## Texte source
.....

Il est toujours difficile pour la discipline historique de décrypter sur le moment même la signification d’un événement et, a fortiori, d’en dégager la portée et donc d’en décréter l’importance éventuelle. Faut-il pour autant qu’elle renonce à analyser une séquence, surtout quand celle-ci a déjà plus de deux mois d’épaisseur chronologique au moment où ces lignes sont achevées (29 janvier) ? Ce serait d’autant plus intellectuellement préjudiciable que le rôle de l’historien du contemporain, sur des objets dont il partage la copropriété avec d’autres sciences sociales comme la science politique ou la sociologie, est de remettre ceux-ci en perspective et de fournir ainsi d’autres éclairages que ceux apportés par la lumière rasante du commentaire à chaud.
Retours vers le futur ?
Si l’on écrit souvent, et à juste titre, que comparaison n’est pas raison, la mise en résonance avec d’autres moments de l’histoire nationale permet de replacer la séquence dite des « gilets jaunes » dans des temporalités plus larges. À condition, bien sûr, de ne pas être trop englobant dans ces forages vers l’amont de cette histoire, et l’on aurait tort d’en faire des retours vers le futur. Ainsi, remonter aux Sans-culottes de la Révolution française relève d’un péché intellectuel majeur, celui d’anachronisme. Certes, un tel exercice permet d’utiles réflexions – et distinctions – sur « le peuple » ou « la foule », mais les contextes, à plus de deux siècles de distance, sont trop éloignés, voire aux antipodes l’un de l’autre : premiers pas d’une vie politique en régime démocratique dans un cas, soubresauts d’une République vieille de soixante ans dans l’autre, s’inscrivant de surcroît dans le prolongement d’une démocratie libérale installée en France depuis 1870. La comparaison avec certaines des journées révolutionnaires du XIXe siècle, rarement faite dans les commentaires et les analyses des observateurs, permet probablement de plus utiles mises en perspective : 1830 et la soudaineté des Trois Glorieuses, 1848 avec, après février, une réelle incompréhension entre une partie des classes urbaines et les élites libérales alors victorieuses. Cela étant, le simple rappel que de tels événements ont eu lieu dans une société encore largement préindustrielle et que le mouvement social actuel a éclaté, en revanche, dans une société en voie de désindustrialisation suffit à confirmer les limites de l’exercice.

.....

## Lignes de données
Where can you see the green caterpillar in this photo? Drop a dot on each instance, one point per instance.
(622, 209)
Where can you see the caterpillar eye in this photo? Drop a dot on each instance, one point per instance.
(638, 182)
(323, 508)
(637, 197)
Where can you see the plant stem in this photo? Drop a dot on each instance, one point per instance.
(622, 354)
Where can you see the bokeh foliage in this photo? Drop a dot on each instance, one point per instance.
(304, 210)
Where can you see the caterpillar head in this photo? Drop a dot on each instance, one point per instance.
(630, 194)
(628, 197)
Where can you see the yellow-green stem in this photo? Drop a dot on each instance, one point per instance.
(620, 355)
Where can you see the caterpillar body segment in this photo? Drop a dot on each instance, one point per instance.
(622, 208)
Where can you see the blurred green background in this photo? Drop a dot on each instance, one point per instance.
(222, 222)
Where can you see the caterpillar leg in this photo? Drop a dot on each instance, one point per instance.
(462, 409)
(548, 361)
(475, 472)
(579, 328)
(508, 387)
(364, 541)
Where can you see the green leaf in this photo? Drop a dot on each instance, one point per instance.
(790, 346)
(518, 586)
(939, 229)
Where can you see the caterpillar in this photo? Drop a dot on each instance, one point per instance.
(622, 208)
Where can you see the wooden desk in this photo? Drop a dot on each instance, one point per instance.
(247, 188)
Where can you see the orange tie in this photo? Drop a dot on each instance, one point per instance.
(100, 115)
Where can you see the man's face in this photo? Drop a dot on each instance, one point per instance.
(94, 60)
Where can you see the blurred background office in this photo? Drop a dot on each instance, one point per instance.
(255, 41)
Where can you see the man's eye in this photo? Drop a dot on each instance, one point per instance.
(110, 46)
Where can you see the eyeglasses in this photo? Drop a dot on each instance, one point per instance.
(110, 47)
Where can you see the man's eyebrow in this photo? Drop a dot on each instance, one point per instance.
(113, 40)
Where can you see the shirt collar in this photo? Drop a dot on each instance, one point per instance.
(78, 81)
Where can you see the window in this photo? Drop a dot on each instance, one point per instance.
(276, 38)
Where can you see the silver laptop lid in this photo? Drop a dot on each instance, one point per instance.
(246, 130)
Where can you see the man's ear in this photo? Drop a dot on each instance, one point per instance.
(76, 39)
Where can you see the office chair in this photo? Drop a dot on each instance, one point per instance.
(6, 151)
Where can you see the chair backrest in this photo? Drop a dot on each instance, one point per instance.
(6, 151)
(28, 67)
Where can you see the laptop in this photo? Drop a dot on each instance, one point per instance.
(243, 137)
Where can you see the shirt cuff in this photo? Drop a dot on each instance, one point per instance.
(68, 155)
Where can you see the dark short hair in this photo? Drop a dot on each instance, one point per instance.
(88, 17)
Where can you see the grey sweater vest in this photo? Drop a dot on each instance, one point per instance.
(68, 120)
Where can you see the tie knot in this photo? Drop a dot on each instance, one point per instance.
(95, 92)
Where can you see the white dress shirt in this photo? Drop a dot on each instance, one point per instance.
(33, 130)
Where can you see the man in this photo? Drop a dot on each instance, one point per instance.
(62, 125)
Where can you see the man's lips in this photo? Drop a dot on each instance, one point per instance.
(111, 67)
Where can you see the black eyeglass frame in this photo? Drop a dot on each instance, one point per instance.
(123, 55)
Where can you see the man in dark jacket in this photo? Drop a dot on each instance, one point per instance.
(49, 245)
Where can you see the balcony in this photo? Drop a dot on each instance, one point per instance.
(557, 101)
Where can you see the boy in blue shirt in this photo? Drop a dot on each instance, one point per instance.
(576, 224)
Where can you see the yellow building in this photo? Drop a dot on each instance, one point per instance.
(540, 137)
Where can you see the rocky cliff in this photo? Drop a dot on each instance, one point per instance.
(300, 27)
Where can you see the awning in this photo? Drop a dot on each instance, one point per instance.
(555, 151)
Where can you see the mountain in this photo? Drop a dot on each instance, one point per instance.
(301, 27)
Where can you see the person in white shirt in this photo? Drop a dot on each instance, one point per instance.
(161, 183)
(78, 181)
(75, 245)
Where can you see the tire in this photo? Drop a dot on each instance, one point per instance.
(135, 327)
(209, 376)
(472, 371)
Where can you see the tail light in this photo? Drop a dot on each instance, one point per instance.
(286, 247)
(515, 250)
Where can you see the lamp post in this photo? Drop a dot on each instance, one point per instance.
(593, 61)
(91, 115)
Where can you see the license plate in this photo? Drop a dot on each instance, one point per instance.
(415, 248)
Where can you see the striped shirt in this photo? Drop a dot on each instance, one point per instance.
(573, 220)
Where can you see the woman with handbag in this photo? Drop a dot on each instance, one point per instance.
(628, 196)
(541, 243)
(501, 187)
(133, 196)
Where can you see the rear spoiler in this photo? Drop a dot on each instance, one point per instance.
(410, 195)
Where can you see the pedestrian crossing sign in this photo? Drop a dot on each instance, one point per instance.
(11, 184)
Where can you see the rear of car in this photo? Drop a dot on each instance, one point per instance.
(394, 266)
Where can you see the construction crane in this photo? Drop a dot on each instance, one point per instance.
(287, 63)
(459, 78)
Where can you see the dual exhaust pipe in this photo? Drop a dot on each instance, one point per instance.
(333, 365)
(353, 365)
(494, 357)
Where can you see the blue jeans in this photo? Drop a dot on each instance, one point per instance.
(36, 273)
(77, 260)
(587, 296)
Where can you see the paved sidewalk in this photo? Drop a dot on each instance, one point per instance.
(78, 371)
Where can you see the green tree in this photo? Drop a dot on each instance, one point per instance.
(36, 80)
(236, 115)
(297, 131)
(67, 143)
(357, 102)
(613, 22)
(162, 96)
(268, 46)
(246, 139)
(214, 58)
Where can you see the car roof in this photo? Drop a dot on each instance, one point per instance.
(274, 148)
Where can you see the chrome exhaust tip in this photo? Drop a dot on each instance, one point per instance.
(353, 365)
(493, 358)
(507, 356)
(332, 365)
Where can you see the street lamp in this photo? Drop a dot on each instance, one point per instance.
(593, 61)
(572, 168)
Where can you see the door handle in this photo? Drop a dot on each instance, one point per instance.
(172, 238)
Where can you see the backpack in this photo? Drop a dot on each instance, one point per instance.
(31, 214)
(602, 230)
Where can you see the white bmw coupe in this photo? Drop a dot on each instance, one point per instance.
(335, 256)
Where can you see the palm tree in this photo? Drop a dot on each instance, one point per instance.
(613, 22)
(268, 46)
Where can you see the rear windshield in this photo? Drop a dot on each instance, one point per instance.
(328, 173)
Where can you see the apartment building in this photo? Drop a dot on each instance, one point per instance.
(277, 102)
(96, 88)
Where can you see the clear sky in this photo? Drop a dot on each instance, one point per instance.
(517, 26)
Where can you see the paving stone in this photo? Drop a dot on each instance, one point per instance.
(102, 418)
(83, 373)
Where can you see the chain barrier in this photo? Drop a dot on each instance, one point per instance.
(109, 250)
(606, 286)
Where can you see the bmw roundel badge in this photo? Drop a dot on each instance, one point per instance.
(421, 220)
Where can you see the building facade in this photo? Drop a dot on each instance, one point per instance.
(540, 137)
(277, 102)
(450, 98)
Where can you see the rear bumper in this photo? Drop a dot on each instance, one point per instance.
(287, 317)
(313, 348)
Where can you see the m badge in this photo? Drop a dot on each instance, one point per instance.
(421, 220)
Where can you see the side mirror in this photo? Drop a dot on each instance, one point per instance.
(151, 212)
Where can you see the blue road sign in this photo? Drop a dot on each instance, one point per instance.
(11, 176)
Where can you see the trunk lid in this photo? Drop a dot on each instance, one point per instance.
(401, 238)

.....

## Énoncé
Reproduisez à l'identique le passage du texte source qui va de « Il est toujours » jusqu'à « commentaire à chaud. » inclus. Les lignes ci-dessus sont issues d'une source distincte du texte source.

## Réponse
Il est toujours difficile pour la discipline historique de décrypter sur le moment même la signification d’un événement et, a fortiori, d’en dégager la portée et donc d’en décréter l’importance éventuelle. Faut-il pour autant qu’elle renonce à analyser une séquence, surtout quand celle-ci a déjà plus de deux mois d’épaisseur chronologique au moment où ces lignes sont achevées (29 janvier) ? Ce serait d’autant plus intellectuellement préjudiciable que le rôle de l’historien du contemporain, sur des objets dont il partage la copropriété avec d’autres sciences sociales comme la science politique ou la sociologie, est de remettre ceux-ci en perspective et de fournir ainsi d’autres éclairages que ceux apportés par la lumière rasante du commentaire à chaud.